Tally the lines of these entries that include "water"; respond with only that tally.
═════ SOURCE MATERIAL ═════
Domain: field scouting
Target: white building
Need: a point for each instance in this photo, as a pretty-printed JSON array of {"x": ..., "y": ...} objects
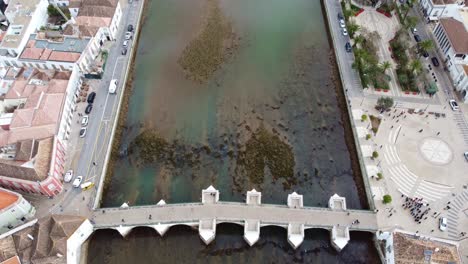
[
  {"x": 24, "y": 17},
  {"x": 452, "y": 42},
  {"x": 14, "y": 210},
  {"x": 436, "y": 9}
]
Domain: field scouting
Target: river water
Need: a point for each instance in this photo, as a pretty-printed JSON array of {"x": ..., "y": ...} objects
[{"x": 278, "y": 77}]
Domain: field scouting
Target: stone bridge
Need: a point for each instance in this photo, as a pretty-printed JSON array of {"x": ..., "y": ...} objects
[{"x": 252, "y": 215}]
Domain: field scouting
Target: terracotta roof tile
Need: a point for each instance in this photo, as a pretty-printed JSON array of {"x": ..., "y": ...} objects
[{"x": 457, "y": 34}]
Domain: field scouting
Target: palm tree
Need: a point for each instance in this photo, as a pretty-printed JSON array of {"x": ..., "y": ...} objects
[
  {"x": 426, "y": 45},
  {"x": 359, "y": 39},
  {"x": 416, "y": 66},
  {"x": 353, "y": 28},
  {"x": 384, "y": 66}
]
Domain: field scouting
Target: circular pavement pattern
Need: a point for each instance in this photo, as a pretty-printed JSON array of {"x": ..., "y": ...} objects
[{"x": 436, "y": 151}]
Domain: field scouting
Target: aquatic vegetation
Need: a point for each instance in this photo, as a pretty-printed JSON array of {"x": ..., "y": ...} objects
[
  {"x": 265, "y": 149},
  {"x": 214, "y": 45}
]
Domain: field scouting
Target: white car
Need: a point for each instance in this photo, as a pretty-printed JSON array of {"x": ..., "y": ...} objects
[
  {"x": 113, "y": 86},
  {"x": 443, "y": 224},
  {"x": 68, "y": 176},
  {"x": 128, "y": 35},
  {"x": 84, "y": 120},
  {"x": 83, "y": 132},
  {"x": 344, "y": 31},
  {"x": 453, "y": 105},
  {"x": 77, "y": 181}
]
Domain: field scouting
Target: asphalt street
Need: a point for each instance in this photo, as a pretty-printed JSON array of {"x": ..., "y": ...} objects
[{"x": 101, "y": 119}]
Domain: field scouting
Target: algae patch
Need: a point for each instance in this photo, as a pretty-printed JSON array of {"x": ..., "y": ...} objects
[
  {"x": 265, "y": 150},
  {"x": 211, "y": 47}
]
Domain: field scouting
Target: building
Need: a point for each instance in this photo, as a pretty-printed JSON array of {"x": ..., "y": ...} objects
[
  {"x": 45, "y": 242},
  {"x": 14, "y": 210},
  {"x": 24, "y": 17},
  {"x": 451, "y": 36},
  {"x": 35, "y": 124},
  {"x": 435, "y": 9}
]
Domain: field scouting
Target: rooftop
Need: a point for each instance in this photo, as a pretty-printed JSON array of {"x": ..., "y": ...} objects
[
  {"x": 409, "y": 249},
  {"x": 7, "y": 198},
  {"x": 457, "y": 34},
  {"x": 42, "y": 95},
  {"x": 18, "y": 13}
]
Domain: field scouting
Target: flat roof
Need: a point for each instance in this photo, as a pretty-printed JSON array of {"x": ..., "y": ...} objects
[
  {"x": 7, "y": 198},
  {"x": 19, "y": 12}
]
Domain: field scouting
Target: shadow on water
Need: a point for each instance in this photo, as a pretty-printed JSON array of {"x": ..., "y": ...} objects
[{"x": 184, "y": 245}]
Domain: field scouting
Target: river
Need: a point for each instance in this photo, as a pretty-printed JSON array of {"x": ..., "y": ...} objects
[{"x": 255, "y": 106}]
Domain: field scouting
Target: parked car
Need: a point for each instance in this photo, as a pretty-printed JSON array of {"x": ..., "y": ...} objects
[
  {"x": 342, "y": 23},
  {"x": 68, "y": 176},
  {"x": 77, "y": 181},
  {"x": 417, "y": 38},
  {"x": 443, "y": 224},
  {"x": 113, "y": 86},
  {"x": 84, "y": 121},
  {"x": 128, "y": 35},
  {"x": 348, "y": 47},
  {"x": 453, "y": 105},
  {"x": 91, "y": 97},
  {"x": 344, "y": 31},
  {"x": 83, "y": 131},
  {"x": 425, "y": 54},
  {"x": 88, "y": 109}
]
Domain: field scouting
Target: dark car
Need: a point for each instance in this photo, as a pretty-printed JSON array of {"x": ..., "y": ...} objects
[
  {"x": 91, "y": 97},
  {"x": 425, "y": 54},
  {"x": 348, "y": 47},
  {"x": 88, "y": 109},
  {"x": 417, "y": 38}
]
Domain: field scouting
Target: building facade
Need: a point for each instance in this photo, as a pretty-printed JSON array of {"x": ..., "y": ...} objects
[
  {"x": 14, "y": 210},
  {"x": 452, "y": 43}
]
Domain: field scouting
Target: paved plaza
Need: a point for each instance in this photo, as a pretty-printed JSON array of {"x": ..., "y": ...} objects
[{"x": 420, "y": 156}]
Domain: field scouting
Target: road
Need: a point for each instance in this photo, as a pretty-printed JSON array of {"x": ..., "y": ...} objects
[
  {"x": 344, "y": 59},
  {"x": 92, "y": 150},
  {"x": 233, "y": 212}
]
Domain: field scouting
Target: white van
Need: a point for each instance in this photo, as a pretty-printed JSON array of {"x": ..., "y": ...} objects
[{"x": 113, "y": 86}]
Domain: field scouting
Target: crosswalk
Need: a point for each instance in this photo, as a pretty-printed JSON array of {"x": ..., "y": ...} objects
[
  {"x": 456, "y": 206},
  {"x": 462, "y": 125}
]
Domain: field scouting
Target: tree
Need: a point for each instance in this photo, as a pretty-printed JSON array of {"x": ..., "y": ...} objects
═════
• WRITTEN ANSWER:
2